TASK REQUIREMENTS: Please rewrite the stretch of records from the line containing "Return one point per instance of the shirtless" through the line containing "<point>323,326</point>", replacing "swimsuit" with "bathing suit" and leaving everything else unchanged.

--- start of DATA PROVIDED ---

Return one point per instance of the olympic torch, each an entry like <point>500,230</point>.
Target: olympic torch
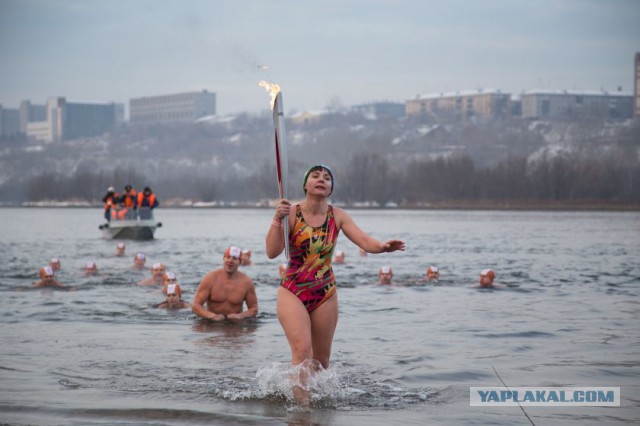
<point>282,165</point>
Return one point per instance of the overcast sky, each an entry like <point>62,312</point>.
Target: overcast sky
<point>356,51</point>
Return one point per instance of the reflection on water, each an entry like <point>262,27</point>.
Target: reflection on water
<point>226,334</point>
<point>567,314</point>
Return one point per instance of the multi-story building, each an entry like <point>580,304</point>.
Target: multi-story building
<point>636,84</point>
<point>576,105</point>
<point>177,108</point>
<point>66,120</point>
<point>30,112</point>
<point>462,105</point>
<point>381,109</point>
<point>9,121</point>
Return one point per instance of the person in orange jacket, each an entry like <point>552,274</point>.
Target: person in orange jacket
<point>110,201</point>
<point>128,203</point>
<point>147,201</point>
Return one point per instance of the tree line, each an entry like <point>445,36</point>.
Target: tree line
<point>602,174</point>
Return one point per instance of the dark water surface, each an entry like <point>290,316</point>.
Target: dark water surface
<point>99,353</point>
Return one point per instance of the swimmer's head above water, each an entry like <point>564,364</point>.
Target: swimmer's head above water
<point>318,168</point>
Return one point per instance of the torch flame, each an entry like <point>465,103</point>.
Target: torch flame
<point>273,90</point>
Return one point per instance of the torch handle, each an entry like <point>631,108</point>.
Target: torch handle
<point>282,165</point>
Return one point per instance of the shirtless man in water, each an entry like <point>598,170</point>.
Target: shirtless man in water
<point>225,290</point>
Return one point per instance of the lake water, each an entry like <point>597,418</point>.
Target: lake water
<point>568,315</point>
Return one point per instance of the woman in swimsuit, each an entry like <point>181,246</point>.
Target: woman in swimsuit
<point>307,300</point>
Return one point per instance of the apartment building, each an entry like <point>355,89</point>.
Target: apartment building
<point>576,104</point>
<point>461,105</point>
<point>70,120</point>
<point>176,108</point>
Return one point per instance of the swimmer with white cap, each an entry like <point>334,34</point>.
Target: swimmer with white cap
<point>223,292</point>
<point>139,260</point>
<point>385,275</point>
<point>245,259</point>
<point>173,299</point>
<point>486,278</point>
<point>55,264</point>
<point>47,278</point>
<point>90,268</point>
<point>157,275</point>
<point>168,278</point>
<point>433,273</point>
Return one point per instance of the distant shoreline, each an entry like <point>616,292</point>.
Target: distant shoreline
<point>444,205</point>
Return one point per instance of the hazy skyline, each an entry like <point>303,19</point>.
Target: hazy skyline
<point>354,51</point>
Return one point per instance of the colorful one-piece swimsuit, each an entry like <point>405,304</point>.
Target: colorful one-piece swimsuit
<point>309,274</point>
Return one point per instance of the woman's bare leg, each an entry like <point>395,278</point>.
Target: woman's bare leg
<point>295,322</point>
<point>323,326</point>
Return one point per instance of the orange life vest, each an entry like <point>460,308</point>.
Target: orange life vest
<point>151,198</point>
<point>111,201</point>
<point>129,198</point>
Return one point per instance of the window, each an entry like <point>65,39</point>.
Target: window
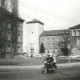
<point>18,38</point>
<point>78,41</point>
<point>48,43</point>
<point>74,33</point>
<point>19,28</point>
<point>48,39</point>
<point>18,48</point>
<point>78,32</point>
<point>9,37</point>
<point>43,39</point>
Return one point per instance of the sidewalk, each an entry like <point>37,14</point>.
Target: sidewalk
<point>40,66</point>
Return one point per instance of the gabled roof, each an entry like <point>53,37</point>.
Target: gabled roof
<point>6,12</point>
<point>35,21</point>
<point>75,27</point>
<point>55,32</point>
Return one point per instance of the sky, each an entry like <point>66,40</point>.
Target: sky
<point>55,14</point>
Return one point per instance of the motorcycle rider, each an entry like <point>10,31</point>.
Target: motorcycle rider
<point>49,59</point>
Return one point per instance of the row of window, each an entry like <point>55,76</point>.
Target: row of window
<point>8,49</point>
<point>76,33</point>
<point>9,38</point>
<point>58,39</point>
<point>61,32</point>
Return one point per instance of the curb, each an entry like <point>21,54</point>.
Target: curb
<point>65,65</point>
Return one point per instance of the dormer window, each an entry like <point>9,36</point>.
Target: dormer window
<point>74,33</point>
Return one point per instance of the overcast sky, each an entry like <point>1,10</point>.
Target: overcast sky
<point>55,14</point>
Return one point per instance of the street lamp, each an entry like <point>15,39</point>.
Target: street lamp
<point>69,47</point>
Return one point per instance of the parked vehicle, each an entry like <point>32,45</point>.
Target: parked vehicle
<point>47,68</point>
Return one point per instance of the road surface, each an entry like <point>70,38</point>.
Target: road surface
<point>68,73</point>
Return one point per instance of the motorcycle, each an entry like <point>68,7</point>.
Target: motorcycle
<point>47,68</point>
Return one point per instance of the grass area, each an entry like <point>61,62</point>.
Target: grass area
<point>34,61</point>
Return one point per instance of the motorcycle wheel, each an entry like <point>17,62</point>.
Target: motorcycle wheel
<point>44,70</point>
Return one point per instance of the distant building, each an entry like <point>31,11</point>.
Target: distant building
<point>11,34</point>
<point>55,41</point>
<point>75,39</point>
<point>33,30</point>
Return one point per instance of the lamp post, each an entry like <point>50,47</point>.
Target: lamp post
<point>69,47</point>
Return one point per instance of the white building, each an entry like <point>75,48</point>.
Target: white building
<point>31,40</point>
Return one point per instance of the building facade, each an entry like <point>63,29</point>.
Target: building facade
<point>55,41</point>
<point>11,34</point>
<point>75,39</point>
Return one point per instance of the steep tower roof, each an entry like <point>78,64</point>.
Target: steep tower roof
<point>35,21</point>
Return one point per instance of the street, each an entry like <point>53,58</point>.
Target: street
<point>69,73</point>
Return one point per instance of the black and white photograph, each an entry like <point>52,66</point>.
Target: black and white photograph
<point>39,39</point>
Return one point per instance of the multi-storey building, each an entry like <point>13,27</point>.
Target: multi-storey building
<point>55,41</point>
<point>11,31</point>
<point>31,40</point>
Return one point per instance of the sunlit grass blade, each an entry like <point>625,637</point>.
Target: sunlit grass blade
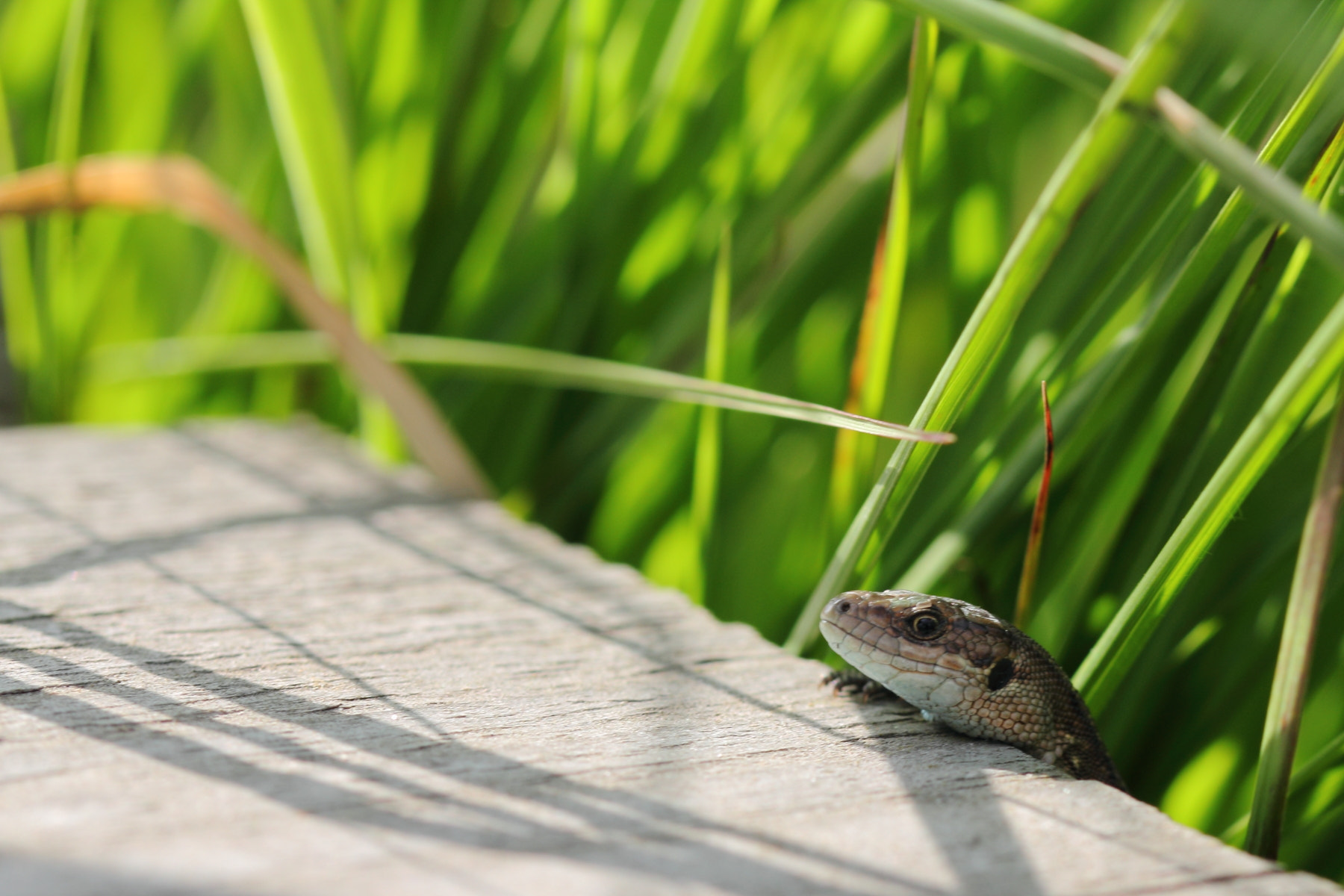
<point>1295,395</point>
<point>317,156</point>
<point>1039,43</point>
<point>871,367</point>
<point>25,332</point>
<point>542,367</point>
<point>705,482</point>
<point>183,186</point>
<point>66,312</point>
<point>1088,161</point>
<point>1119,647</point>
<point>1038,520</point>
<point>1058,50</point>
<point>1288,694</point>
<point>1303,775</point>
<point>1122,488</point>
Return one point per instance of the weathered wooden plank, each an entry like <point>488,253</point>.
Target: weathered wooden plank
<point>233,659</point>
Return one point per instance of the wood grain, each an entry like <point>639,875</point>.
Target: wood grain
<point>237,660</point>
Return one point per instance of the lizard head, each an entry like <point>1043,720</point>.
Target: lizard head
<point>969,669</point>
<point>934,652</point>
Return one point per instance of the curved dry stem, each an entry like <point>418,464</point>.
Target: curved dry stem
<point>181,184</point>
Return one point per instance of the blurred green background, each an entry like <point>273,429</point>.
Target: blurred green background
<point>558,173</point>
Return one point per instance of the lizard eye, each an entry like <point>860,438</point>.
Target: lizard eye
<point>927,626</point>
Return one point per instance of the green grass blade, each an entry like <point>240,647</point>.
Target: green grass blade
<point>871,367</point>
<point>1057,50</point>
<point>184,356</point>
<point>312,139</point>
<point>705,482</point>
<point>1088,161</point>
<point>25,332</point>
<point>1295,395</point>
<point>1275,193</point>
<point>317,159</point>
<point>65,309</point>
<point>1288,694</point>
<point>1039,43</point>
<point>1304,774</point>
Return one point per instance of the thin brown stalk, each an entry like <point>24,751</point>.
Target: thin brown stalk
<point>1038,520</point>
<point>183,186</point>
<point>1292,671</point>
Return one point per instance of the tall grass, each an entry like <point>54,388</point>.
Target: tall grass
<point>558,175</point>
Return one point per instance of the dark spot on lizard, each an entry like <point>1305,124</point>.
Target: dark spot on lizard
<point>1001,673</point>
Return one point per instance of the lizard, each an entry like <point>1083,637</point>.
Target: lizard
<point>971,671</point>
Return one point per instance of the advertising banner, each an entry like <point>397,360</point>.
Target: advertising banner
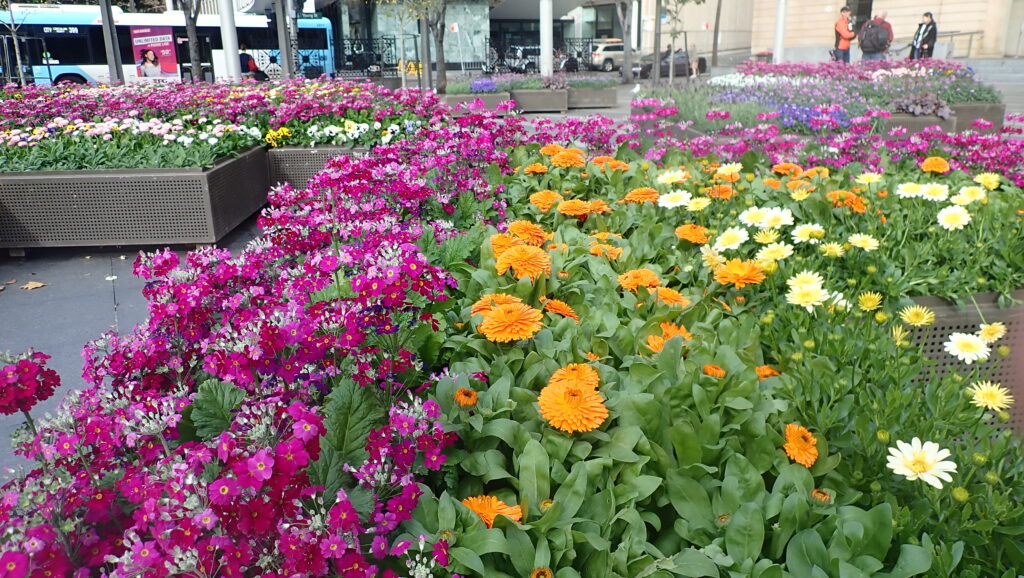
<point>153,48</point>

--- end of DATA PROVIDED ---

TASK RESULT:
Return one point per instance of the shirtless man in water, each an entry like <point>598,170</point>.
Target: shirtless man in water
<point>225,290</point>
Return one point per instance of the lake water, each an entry like <point>597,418</point>.
Target: lake water
<point>568,315</point>
Return one point per instance of the woman in bathing suit, each an entry like <point>181,246</point>.
Target: woman in bathing suit
<point>307,300</point>
Return one point per instance of the apartment building, each an entry like <point>355,89</point>.
Target: apartment building
<point>576,104</point>
<point>461,105</point>
<point>70,120</point>
<point>176,108</point>
Return one point per instance of the swimmer with white cap, each an entry like <point>334,34</point>.
Target: swimmer with white cap
<point>223,292</point>
<point>139,260</point>
<point>385,275</point>
<point>245,259</point>
<point>173,299</point>
<point>486,278</point>
<point>55,264</point>
<point>47,278</point>
<point>90,268</point>
<point>157,275</point>
<point>168,278</point>
<point>433,273</point>
Return one point per instance of the distant shoreline, each an entry like <point>616,292</point>.
Target: distant shoreline
<point>444,205</point>
Return one point per instance of the hazy skyline, each an entry like <point>303,19</point>.
Target: hazy skyline
<point>354,51</point>
Return one point per instance of the colorful one-piece bathing suit, each an entry like <point>405,304</point>.
Target: colorful one-piece bathing suit
<point>309,274</point>
Return one point per instance of the woman's bare leg, each an entry like <point>395,278</point>.
Target: woman's bare leg
<point>295,322</point>
<point>323,326</point>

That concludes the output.